• **To do**
The answer must restate every record word for word.

Start of Material shown

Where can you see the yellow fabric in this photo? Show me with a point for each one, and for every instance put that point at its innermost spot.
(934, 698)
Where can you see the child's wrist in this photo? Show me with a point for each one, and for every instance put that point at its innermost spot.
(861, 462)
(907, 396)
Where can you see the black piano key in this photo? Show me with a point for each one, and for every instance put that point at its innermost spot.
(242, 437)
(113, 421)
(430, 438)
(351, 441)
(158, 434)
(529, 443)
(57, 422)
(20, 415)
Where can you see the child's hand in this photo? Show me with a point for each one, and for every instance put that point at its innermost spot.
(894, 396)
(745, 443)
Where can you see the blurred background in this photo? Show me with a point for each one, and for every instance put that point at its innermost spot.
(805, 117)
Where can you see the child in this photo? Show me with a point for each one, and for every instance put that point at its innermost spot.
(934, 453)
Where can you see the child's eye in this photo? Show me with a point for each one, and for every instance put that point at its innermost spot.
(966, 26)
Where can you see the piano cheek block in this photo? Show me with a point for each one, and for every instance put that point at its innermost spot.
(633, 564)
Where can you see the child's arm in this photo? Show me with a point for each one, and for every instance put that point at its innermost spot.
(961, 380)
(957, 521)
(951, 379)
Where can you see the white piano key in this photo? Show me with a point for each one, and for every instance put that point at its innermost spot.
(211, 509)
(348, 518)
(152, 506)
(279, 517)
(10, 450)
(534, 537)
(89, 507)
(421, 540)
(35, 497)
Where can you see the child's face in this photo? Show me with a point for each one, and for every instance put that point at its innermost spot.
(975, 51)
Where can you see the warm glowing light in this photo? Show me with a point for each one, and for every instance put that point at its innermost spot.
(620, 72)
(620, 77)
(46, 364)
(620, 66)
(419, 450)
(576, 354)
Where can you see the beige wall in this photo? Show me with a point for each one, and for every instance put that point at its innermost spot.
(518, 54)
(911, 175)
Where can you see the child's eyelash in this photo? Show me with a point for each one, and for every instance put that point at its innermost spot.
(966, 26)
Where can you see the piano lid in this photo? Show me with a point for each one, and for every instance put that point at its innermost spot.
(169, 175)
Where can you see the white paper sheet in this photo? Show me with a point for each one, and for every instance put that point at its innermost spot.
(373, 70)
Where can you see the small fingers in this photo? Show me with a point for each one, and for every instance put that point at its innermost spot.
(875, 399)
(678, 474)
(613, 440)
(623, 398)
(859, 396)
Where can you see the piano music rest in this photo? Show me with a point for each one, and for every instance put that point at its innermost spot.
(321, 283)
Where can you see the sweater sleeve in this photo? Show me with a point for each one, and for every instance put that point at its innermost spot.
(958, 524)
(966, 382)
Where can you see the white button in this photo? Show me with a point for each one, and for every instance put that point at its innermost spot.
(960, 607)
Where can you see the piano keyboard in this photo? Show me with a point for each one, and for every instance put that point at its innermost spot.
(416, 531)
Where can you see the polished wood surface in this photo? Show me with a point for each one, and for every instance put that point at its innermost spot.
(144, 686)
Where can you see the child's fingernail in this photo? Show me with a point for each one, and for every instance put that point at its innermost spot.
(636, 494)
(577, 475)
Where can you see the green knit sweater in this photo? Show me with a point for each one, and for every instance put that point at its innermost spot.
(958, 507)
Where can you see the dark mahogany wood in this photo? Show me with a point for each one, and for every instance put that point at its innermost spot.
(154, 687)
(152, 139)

End of Material shown

• **Output below**
Where can you see the yellow fabric in this photo? Show me with a point for each one, and for every instance put that point at its innermost spot.
(934, 698)
Where can you see the child's wrist in this photo? Show me with a point for each one, and for every instance put that point at its innermost spot.
(861, 462)
(907, 396)
Where can you see the black piano key in this photo? Show me with a point for each one, and for every instance put that point at its innermost spot.
(242, 437)
(113, 421)
(430, 438)
(351, 441)
(158, 434)
(529, 443)
(57, 422)
(20, 415)
Where can you see the child's hand in this photo? Show me with a point for each one, and for every instance put that point at its innermost spot.
(894, 396)
(745, 443)
Where can you see the blurred background in this photo? Show me with a point for each one, and for every instance put that point at its innermost spot.
(805, 117)
Where can you see the child in this photo? Show me with a point for each one, and for every instance put that point at its innermost spot.
(934, 453)
Where can you see the child's eye in this photo? Show me with a point for each one, and for every instance put that point at its innermost spot.
(966, 26)
Where can you see the piano cheek block in this photo? Show me with a point for each one, and for every instance put that point at its innermost spot.
(633, 564)
Where can you see the child's arm in this photo? Show me with a point for each one, and for every instance put that point at its innermost spot.
(961, 380)
(957, 521)
(951, 379)
Where can you see the white piano key in this photo? Show me with a point for each one, and for every instance put that point at its innermost spot.
(211, 509)
(348, 518)
(152, 506)
(279, 517)
(10, 450)
(534, 537)
(89, 507)
(421, 540)
(35, 497)
Where can you see the child's face in this photo? Show me with a point for each one, and for every instance put that point at its innermost spot.
(975, 51)
Where can you see the warm glowing light in this photo? Show me with a point for each one, and for every instance put that point at its innermost spot.
(620, 72)
(620, 77)
(46, 364)
(620, 66)
(419, 450)
(576, 354)
Where can you see the beige wall in this photo? Show me with a point for each one, and for every instance put that point at its innermost spot.
(518, 54)
(911, 175)
Where can you see the child's eyelash in this photo? Show me with a point for each one, and for every instance put that point at its innermost spot.
(966, 26)
Where can you see the piano lid in this photo? Show me with a point for each one, and for every instance put that point at its innermost spot.
(169, 175)
Where can you see the white paper sheet in this photo? Show me with a point for each one, and for every instance put that point at its innermost spot.
(373, 70)
Where can you see the small fingers in this photo? Show me with a point for each one, and for every instance put that point at its innermost spot.
(875, 399)
(678, 474)
(613, 440)
(623, 398)
(859, 396)
Where can you see the piano music rest in this photo? Show me with a point for each one, and for every instance put that point at its innermost spot.
(321, 283)
Where can you see the sweater sleeve in this photo? Show me with a point for each one, and for every instance put that point at its innermost spot.
(958, 524)
(966, 382)
Where can you see the white button in this photo? Show me with a point for each one, and for every instance put that point at its innermost spot.
(960, 607)
Where can you see the piano keyboard in this photo? Show me with a point for each one, and for every instance put that point at its innermost spot.
(416, 531)
Where can you see the polished wood surface in this photo? Show me with a point for each one, and for every instance put that point at its innermost spot.
(144, 686)
Where can you see the child's fingernail in this photo? Show me with a point for each one, and for every instance put that point at its innermost spot.
(636, 494)
(577, 475)
Where can you see the green knit sweater in this photo? Show me with a point for each one, and for every instance put that point at its innermost spot.
(958, 507)
Where can you see the dark mahogany wood in this photo? Show me with a point for each one, and for every instance put that point at its innermost spot.
(154, 687)
(152, 139)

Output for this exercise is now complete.